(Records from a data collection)

------------------------------------

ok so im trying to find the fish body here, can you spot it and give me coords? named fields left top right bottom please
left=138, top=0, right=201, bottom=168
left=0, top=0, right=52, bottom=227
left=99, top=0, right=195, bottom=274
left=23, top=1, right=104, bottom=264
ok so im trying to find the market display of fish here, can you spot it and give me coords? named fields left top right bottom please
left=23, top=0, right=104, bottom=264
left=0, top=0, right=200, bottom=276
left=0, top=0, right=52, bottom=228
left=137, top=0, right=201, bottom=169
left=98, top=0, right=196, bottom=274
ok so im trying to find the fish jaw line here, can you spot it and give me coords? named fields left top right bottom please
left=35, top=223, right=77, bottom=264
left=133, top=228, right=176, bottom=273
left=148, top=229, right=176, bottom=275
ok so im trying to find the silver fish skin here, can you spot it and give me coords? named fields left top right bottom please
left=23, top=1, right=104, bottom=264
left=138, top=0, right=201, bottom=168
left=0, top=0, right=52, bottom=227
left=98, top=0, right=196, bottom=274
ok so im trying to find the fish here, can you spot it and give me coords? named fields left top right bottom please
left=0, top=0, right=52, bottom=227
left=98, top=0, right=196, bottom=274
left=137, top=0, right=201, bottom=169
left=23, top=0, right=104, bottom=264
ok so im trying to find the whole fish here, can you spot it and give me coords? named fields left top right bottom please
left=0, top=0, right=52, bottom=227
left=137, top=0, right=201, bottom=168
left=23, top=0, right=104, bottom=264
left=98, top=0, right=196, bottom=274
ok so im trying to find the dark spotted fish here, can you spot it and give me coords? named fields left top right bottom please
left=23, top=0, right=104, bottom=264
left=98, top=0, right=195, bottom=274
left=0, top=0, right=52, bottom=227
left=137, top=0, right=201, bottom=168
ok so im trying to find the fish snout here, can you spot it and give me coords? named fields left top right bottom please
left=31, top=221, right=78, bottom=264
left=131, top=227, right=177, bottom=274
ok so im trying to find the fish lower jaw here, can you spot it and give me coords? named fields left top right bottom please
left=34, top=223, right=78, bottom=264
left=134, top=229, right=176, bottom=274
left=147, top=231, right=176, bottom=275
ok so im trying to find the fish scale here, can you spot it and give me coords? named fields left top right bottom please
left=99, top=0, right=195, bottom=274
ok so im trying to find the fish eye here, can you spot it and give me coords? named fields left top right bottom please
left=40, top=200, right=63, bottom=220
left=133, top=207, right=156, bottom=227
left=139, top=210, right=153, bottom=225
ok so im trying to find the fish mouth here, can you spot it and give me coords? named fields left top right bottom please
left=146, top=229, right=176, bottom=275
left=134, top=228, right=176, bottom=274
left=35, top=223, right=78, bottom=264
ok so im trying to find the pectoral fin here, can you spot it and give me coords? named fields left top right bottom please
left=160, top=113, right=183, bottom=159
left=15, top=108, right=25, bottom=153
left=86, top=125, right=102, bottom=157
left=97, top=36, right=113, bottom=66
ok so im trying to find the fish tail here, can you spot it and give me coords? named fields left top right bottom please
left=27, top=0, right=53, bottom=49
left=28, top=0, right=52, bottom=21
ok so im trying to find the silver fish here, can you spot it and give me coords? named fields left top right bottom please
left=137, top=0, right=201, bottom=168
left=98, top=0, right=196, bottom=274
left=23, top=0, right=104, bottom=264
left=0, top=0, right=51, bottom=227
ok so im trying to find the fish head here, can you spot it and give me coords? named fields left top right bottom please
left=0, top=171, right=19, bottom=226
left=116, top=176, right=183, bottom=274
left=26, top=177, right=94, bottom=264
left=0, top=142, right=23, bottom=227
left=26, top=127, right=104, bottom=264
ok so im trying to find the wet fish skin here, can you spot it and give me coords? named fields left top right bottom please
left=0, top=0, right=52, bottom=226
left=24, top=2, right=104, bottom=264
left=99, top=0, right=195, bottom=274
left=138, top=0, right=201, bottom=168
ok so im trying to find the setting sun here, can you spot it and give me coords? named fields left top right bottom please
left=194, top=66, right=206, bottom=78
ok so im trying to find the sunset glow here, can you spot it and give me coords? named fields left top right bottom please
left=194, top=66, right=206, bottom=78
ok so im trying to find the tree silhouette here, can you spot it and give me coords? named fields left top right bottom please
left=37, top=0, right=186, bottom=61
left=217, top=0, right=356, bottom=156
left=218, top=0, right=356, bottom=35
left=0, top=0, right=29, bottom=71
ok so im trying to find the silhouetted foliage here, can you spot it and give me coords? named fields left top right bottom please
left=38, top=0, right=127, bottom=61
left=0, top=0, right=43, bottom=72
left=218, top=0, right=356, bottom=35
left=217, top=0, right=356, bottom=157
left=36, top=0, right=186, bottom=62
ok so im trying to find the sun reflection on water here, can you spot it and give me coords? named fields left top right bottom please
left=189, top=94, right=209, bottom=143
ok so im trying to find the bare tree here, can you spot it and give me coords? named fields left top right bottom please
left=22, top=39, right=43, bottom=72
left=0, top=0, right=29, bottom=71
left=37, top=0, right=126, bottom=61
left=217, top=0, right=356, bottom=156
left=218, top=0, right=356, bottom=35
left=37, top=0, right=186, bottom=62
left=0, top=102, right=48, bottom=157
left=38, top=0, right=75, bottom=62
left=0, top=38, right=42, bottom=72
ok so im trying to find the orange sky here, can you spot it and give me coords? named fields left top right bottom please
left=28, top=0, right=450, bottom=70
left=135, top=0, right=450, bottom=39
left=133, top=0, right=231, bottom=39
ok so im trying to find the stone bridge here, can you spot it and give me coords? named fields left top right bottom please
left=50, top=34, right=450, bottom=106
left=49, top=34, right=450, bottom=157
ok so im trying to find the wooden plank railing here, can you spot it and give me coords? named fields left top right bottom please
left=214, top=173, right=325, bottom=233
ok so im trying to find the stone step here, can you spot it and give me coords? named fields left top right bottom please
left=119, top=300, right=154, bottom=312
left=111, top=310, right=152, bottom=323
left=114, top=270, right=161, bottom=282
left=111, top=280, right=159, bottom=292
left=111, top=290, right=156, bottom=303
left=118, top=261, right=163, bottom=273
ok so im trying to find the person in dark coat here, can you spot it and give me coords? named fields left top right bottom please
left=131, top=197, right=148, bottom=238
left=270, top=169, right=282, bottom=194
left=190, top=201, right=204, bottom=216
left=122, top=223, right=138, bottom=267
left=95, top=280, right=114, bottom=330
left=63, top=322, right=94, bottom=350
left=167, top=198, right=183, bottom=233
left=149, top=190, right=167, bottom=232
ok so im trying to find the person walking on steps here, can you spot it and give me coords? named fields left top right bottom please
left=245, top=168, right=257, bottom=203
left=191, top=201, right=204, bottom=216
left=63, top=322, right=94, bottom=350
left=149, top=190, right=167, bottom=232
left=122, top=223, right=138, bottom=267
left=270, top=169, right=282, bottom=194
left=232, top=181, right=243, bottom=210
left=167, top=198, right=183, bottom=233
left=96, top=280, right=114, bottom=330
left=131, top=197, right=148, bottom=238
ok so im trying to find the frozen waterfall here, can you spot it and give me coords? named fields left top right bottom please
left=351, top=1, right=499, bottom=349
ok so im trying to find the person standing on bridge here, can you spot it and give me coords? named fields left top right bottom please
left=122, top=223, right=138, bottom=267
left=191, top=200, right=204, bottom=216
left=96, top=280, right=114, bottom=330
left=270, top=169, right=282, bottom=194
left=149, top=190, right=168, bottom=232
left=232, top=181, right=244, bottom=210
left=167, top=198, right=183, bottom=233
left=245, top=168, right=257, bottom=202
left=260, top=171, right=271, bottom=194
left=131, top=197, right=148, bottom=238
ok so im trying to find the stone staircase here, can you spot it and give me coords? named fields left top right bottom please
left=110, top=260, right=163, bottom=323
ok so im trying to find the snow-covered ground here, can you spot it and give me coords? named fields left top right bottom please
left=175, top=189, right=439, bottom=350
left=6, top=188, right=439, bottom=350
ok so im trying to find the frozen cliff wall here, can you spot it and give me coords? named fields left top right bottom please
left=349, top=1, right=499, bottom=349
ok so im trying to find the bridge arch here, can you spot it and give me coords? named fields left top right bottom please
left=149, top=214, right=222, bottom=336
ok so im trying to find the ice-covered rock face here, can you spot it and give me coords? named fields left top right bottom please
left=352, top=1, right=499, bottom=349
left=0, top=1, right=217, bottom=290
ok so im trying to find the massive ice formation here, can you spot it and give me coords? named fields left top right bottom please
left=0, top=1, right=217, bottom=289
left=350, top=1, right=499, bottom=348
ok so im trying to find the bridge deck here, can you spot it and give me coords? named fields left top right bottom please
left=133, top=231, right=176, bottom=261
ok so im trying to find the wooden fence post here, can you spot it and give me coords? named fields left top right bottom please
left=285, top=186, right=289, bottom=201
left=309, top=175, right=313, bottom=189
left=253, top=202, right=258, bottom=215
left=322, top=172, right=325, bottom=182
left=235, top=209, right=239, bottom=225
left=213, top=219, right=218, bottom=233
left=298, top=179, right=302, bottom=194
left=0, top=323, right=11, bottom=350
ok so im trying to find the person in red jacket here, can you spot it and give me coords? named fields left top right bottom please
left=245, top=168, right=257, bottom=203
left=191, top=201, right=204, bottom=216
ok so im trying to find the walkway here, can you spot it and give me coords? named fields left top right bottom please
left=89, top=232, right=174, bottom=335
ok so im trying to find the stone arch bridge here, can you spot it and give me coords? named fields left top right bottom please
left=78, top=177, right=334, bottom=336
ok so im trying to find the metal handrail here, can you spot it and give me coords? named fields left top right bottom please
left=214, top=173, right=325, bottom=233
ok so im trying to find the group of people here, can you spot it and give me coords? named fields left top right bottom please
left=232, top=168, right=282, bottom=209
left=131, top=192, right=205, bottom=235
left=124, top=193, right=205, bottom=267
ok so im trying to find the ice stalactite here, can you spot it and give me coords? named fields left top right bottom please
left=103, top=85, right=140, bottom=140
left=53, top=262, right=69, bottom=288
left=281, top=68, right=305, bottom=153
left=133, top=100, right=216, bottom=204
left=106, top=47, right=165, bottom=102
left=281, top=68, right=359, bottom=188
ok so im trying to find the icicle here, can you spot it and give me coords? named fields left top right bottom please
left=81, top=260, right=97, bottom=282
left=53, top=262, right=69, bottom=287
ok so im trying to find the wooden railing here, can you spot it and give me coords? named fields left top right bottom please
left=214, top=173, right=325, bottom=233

------------------------------------

EXERCISE BRIEF:
Produce a verbatim copy of the lines from the one holding "ok so im trying to find the metal" to the final line of the data, and nothing more.

RESPONSE TO THIS EXERCISE:
ok so im trying to find the metal handrail here, can you spot it and give me coords? named fields left top right bottom please
left=214, top=173, right=325, bottom=233
ok so im trying to find the group of people here, can you spot it and give me coords? named fields left top right bottom please
left=232, top=168, right=282, bottom=209
left=131, top=192, right=205, bottom=235
left=124, top=193, right=205, bottom=267
ok so im trying to find the ice stalactite here, can you spot it and give me coords? named fields left top right bottom please
left=103, top=85, right=140, bottom=140
left=53, top=262, right=69, bottom=288
left=281, top=68, right=305, bottom=153
left=133, top=100, right=216, bottom=204
left=106, top=47, right=165, bottom=102
left=281, top=68, right=359, bottom=188
ok so im trying to find the icicle here, can you spot it and give me coords? named fields left top right bottom please
left=81, top=260, right=97, bottom=282
left=53, top=262, right=69, bottom=287
ok so im trying to find the wooden railing here, can you spot it and give me coords? named fields left top right bottom please
left=214, top=173, right=325, bottom=233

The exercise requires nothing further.